▶ Given exercise
Copy the stretch of the listing from the line containing "Where can the hardwood floor be found here?" through the line containing "[[635, 333], [68, 330], [84, 325], [529, 303]]", requests and all, and scale each x and y coordinate in the answers by 2.5, rounding to whole numbers with halves going up. Leave the requests and their format samples unchanged, and give only those lines.
^^^^^^^^
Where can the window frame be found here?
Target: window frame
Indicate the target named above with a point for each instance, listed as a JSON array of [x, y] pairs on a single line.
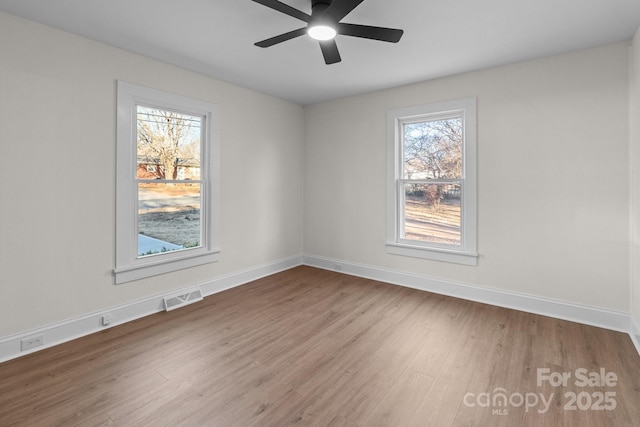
[[129, 265], [466, 252]]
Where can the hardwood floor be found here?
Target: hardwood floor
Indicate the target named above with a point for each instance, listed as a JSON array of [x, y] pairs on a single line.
[[310, 347]]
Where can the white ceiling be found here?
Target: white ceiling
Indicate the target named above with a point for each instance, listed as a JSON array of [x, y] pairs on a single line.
[[442, 37]]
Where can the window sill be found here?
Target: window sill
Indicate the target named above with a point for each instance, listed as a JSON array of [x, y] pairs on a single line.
[[456, 257], [135, 272]]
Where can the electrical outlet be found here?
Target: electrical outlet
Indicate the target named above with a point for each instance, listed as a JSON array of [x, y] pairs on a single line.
[[106, 319], [31, 342]]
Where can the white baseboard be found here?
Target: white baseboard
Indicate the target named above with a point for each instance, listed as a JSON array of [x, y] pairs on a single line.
[[635, 333], [68, 330], [84, 325], [529, 303]]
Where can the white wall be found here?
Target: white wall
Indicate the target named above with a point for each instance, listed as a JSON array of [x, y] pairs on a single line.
[[57, 175], [634, 116], [553, 178]]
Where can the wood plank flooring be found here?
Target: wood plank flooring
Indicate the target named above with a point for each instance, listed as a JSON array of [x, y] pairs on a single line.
[[309, 347]]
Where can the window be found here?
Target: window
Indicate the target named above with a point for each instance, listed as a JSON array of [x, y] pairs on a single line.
[[431, 181], [167, 182]]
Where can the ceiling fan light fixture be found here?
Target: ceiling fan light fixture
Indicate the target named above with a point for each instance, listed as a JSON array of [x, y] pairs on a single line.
[[321, 32]]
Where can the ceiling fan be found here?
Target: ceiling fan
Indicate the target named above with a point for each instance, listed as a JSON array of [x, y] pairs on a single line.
[[324, 24]]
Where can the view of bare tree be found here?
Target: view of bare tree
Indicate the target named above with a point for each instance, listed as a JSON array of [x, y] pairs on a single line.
[[167, 139]]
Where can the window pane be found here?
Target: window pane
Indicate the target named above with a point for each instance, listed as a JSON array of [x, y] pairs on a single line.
[[432, 213], [168, 145], [433, 149], [168, 217]]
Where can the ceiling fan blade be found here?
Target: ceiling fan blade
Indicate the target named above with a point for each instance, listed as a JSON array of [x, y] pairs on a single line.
[[338, 9], [285, 8], [282, 37], [391, 35], [330, 52]]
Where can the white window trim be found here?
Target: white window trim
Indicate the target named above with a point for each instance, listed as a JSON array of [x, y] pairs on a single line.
[[467, 254], [129, 266]]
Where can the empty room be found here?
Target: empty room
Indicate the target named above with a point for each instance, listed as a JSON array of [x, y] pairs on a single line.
[[319, 213]]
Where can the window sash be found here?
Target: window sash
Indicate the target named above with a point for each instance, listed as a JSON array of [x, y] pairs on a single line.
[[402, 215], [129, 266], [465, 252]]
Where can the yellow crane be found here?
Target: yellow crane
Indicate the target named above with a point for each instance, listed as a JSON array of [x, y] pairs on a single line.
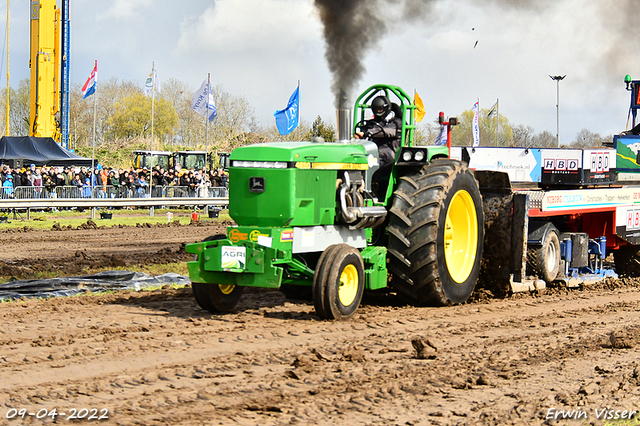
^^^^^^^^
▶ The answer
Where can the hardwood floor be found here?
Target: hardwood floor
Indicate the target named above with a point for each instance, listed as a JSON array of [x, y] pairs on a single line.
[[775, 868]]
Where can the white ceiling be found here?
Target: white ceiling
Indicate the target named above with a point for each instance, listed as a JSON array of [x, y] pairs on a single line.
[[1105, 93]]
Where can the window sill be found here?
Target: window sill
Indicate the target named above with a point for each instance, listed as a JSON array of [x, y] pairs on a single line.
[[1140, 643], [338, 680]]
Where can the electrical outlet be found here?
Target: electrical outlet
Indicate the target named above with a point for each instance, listed as a JSON array of [x, y] pairs on a single line.
[[265, 798], [78, 855]]
Where can the white baseboard be found here?
Target: white baseboard
Indicate the target named above with a point for each instance, listed as a JSON array of [x, y] pairs on a single line.
[[1588, 833], [170, 825], [210, 813], [1323, 758]]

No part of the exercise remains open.